Begin Selected extract
In [1]:
from data_generators import get_iterator, get_dataset
from classifiers import theme_classifier

In [2]:
from torchtext.vocab import GloVe 
GLOVE_EMBEDDING = GloVe(name="6B", dim=300)

In [6]:
train_dataset, val_dataset, test_dataset, review_text_FIELD, theme_FIELD = get_dataset(vectors = 
                                                                                       GLOVE_EMBEDDING)

In [7]:
train_iter = get_iterator(train_dataset, 32, train=True, shuffle=False, repeat=False)
val_iter = get_iterator(val_dataset, 32, train=False, shuffle=False, repeat=False)
test_iter = get_iterator(test_dataset, 32, train=False, shuffle=False, repeat=False)

In [8]:
list_train = list(train_iter)

In [9]:
batch = list_train[5600]
x = batch.review_text.transpose(1, 0).int()
y = batch.theme.int()

for idx in range(x.shape[0]):
    #print(x.shape, y.shape)
    print("{} | {}".format(' '.join([train_dataset.fields['review_text'].vocab.itos[_] for _ in x[idx]]),
         train_dataset.fields['theme'].vocab.itos[y[idx]]))

great micro budget film with decent writing and acting . | plot
vince vaughn 's acting was really good as well . | acting
mark hamil returning as joker saves this mildly disappointing film | other
for those in doubt , locke is the proof . | other
great mixture of epic battles and individual character development . | plot
i would give it 0 stars if i could . | other
i could n't take my eyes off the screen . | other
a slightly odd cast in the very strange film . | acting
the overall feel is boredom interspersed with nasty violence . | other
too many boobs and too many repeated voice overs . | effect
and daniel radcliffe and zoe <unk> prove just that . | other
the story seemed to be one big loop hole . | plot
the trailer was more suspenseful than the actual movie . | effect
i 'd give it 0.5 stars if i could . | other
the visuals are tremendous and the acting very good . | acting
now , that 's how you make an entrance . | other
no plot , no acting and no reason to see | plot
there are a lo

In [10]:
review_text_FIELD.vocab.vectors.shape, len(review_text_FIELD.vocab.itos)
End Selected extract
**What you are asked to do:**
Output the notebook passage that starts at the words "y = batch.theme.int()" and ends after "train_dataset.fields['theme'].vocab.itos[y[idx]]))", copied verbatim.
Begin Record set
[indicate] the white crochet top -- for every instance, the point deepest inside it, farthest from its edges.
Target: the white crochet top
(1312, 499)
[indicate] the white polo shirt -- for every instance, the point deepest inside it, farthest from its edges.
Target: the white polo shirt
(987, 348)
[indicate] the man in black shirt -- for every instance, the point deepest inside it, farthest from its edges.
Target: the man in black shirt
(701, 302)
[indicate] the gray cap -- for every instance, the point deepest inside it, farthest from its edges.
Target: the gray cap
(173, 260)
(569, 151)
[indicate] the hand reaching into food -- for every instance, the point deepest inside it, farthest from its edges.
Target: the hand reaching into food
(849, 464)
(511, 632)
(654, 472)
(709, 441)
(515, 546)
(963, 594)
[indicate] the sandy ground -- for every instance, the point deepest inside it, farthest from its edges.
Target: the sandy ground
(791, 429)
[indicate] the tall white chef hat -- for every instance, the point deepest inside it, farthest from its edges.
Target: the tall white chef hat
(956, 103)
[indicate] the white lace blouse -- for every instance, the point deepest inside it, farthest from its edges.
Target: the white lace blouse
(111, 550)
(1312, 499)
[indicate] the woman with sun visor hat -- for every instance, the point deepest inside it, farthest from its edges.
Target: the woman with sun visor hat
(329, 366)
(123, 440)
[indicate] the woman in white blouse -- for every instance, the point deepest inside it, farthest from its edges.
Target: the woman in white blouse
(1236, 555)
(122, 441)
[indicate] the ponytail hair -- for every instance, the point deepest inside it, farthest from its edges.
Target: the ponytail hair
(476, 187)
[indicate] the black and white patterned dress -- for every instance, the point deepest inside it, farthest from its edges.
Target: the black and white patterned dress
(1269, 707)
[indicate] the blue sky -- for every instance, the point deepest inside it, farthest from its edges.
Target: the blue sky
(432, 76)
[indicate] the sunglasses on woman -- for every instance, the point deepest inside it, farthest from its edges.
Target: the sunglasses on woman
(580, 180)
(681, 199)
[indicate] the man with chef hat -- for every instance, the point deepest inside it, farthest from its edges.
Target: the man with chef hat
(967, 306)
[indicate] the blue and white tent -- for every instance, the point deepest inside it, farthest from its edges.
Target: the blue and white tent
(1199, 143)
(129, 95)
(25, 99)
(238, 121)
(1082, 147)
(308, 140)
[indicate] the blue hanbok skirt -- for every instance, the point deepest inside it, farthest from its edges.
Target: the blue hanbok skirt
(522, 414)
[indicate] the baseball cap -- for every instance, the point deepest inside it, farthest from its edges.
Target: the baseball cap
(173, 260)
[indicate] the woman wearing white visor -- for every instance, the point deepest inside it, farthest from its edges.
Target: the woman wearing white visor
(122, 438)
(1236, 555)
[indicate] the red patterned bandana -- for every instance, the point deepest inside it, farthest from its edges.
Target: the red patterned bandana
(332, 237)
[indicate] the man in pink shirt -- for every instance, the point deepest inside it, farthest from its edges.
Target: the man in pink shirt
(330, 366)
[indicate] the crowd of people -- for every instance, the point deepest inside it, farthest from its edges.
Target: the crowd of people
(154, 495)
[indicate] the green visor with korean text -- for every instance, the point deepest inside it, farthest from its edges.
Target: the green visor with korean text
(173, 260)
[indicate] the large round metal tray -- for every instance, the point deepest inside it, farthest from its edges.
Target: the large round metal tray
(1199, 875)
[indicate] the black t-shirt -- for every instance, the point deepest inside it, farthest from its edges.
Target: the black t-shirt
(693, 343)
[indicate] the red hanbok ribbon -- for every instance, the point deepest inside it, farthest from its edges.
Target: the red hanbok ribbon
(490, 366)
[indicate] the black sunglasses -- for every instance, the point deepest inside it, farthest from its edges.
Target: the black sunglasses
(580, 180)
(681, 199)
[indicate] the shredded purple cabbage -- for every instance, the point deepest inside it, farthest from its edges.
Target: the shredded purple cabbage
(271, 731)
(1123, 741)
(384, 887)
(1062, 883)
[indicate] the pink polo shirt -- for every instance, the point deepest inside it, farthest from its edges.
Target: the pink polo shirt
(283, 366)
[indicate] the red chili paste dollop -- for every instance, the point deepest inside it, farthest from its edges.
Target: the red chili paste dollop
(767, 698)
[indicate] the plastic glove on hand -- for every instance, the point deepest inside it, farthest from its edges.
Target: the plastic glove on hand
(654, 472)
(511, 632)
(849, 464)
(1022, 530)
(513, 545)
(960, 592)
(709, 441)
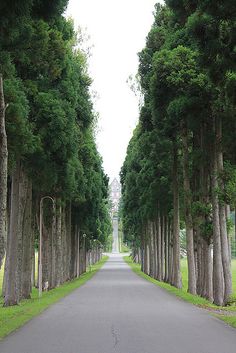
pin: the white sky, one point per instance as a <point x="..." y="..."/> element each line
<point x="118" y="30"/>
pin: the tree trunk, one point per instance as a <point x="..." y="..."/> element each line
<point x="176" y="274"/>
<point x="28" y="245"/>
<point x="11" y="295"/>
<point x="188" y="214"/>
<point x="226" y="260"/>
<point x="3" y="174"/>
<point x="218" y="280"/>
<point x="58" y="245"/>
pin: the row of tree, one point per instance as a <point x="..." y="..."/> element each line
<point x="48" y="154"/>
<point x="180" y="168"/>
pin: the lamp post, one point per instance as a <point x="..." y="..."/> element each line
<point x="85" y="257"/>
<point x="40" y="273"/>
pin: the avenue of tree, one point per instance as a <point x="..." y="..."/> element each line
<point x="47" y="148"/>
<point x="180" y="168"/>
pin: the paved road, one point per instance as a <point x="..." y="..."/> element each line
<point x="117" y="311"/>
<point x="115" y="236"/>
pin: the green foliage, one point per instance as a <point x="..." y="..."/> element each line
End Record set
**Solution to this task:**
y = batch.theme.int()

for idx in range(x.shape[0]):
    #print(x.shape, y.shape)
    print("{} | {}".format(' '.join([train_dataset.fields['review_text'].vocab.itos[_] for _ in x[idx]]),
         train_dataset.fields['theme'].vocab.itos[y[idx]]))